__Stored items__

○ ○ ○ ○ ○

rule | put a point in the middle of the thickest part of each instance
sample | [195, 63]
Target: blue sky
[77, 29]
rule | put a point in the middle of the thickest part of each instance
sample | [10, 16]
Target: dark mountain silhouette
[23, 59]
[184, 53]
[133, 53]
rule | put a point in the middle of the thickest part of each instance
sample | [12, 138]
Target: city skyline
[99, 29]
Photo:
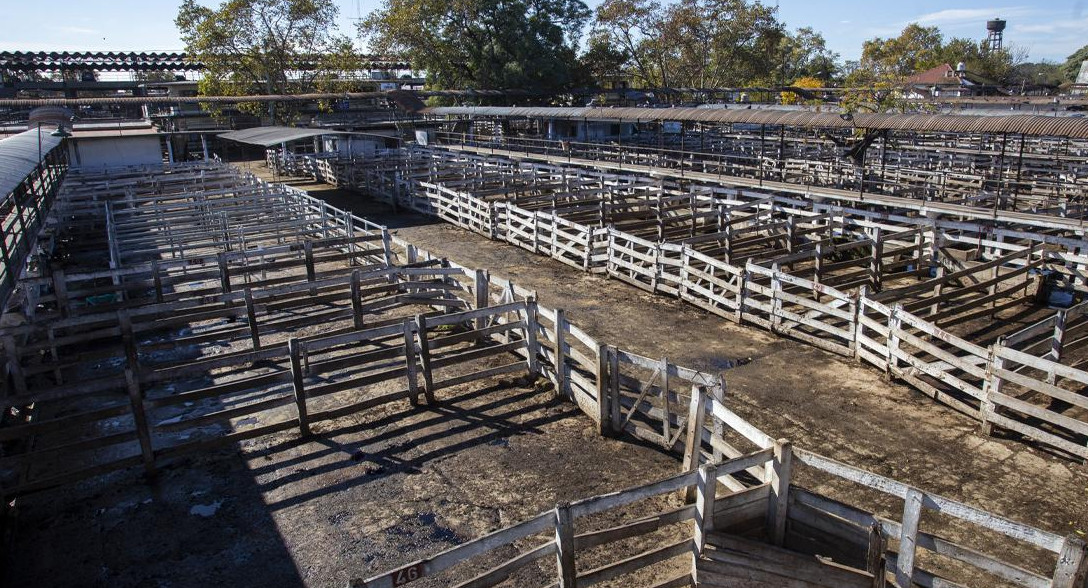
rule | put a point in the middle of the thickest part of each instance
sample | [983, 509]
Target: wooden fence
[750, 495]
[904, 340]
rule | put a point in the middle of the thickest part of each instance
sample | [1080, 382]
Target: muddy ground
[366, 493]
[380, 489]
[820, 402]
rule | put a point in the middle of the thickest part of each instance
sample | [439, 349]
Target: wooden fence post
[614, 405]
[1072, 564]
[875, 562]
[565, 546]
[603, 418]
[706, 490]
[563, 381]
[311, 273]
[1056, 343]
[857, 313]
[876, 261]
[991, 386]
[776, 301]
[135, 393]
[482, 296]
[157, 279]
[742, 280]
[255, 334]
[909, 537]
[893, 328]
[780, 472]
[410, 351]
[532, 345]
[60, 290]
[424, 358]
[14, 365]
[387, 248]
[299, 386]
[357, 301]
[224, 272]
[693, 441]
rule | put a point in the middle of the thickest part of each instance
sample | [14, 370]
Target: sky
[1050, 29]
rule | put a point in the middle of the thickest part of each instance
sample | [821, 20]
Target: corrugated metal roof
[1028, 124]
[19, 156]
[267, 136]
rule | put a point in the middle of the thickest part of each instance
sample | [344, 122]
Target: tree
[699, 44]
[917, 48]
[876, 82]
[794, 98]
[264, 46]
[1072, 66]
[804, 53]
[483, 44]
[1042, 73]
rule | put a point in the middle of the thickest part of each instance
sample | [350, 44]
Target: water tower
[996, 28]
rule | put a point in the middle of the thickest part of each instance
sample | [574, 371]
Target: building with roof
[947, 82]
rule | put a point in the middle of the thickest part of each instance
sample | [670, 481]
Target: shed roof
[19, 156]
[1028, 124]
[267, 136]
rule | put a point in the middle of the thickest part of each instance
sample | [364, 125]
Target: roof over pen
[19, 156]
[1027, 124]
[267, 136]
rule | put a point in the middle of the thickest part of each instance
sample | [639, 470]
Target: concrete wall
[113, 151]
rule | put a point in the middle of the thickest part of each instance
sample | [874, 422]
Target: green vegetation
[483, 44]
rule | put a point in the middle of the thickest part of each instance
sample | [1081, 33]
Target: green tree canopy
[804, 53]
[1072, 66]
[693, 43]
[483, 44]
[919, 48]
[264, 46]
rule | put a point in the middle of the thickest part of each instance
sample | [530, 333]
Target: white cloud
[76, 31]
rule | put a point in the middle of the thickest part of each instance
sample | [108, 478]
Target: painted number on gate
[411, 573]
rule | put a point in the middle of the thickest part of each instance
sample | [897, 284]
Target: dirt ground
[376, 490]
[366, 493]
[818, 401]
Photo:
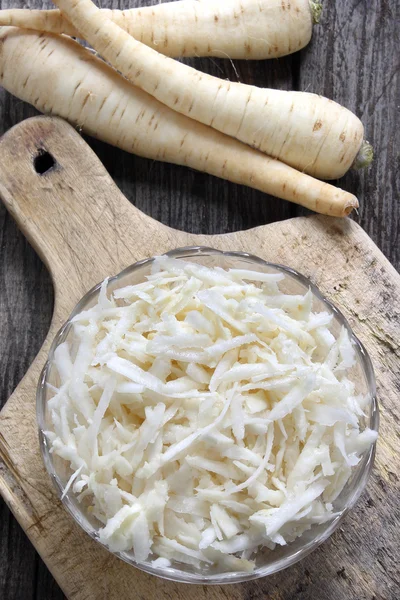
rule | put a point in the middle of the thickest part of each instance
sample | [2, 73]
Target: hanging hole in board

○ ○ ○ ○ ○

__WHAT YOU SHOULD DO__
Set down every entry above verbatim, without pictures.

__SOLUTION TO THE EXERCISE__
rule | put a point in the middle of the thickest part of each instance
sample | [195, 63]
Target: blue sky
[77, 29]
rule | put a point in the middle of the thickest part of each instance
sample | [10, 16]
Target: dark mountain silhouette
[23, 59]
[184, 53]
[133, 53]
rule | put a point in the middle of the thickest part of each instance
sample | [12, 138]
Target: city skyline
[99, 29]
Photo:
rule | put a point in the middle of the thickest part of each instance
sample | [983, 509]
Target: wooden fence
[750, 495]
[904, 340]
rule | put a point in the middle of the thickest part of each instance
sample | [1080, 382]
Target: muddy ground
[366, 493]
[380, 489]
[820, 402]
rule | put a point in the middle of the thickest part of each instance
sample | [439, 349]
Target: wooden fence post
[614, 405]
[1072, 564]
[875, 562]
[565, 546]
[603, 418]
[706, 490]
[563, 381]
[311, 273]
[1056, 343]
[857, 313]
[876, 261]
[991, 386]
[776, 301]
[135, 393]
[482, 296]
[157, 279]
[742, 280]
[255, 334]
[909, 537]
[893, 328]
[780, 472]
[410, 351]
[532, 345]
[60, 290]
[424, 358]
[14, 365]
[387, 248]
[299, 386]
[357, 301]
[224, 272]
[693, 441]
rule | put a point in the middle of the thickest part of each instance
sample | [14, 370]
Target: sky
[1050, 29]
rule | put a point in the middle of the thickest part of each instance
sample | [821, 20]
Target: corrugated metal roof
[1028, 124]
[19, 156]
[267, 136]
rule | put a point in the middle of the thickest part of each instance
sample | [344, 122]
Target: tree
[699, 44]
[917, 48]
[876, 82]
[794, 98]
[264, 46]
[1072, 66]
[804, 53]
[483, 44]
[1042, 73]
rule | put a point in the middle of the thickest part of each instance
sample | [350, 44]
Target: water tower
[996, 28]
rule | put a point in the middle of the thickest part of each instance
sample | [574, 371]
Target: building with roof
[947, 82]
rule | put a point in the middle of the thickest part of each instance
sample | [670, 481]
Target: shed roof
[19, 156]
[1028, 124]
[267, 136]
rule | put a point in the middle of the thickest part of each instance
sample | [364, 125]
Target: roof over pen
[19, 156]
[1027, 124]
[267, 136]
rule | put a point in the middle of the thickest part of each instance
sample | [639, 470]
Target: concrete wall
[113, 151]
rule | put a point in the middle of the thickest part of each instance
sample | [874, 422]
Target: green vegetation
[483, 44]
rule | put a point in the middle of the thickest part of each instance
sample | [1081, 33]
Target: green tree canopy
[804, 53]
[1072, 66]
[693, 43]
[483, 44]
[919, 48]
[264, 46]
rule | put a point in the middle of the thickest part of each instance
sample | [530, 333]
Target: white cloud
[76, 31]
rule | put a point in the middle of the thickest part of each instance
sample | [108, 478]
Target: painted number on gate
[411, 573]
rule | put a point in the middle of the thickest part of each instance
sample | [897, 284]
Target: dirt ground
[376, 490]
[366, 493]
[818, 401]
Photo:
rule | put a point in the middle of the thickest part of each instance
sample | [2, 73]
Target: hanging hole in board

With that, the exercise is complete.